YOUR TASK » Transcribe the records below verbatim, keeping every line and character unchanged.

DATASET ENTRIES »
○ ○ ○ ○
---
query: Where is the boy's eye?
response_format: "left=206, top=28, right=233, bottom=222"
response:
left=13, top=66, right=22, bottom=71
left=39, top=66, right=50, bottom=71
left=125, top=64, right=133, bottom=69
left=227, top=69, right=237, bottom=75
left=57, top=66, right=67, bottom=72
○ ○ ○ ○
THE OUTPUT »
---
query: Where is the boy's eye?
response_format: "left=206, top=28, right=233, bottom=222"
response:
left=13, top=66, right=22, bottom=71
left=39, top=66, right=50, bottom=71
left=125, top=64, right=133, bottom=69
left=227, top=69, right=237, bottom=75
left=57, top=66, right=67, bottom=72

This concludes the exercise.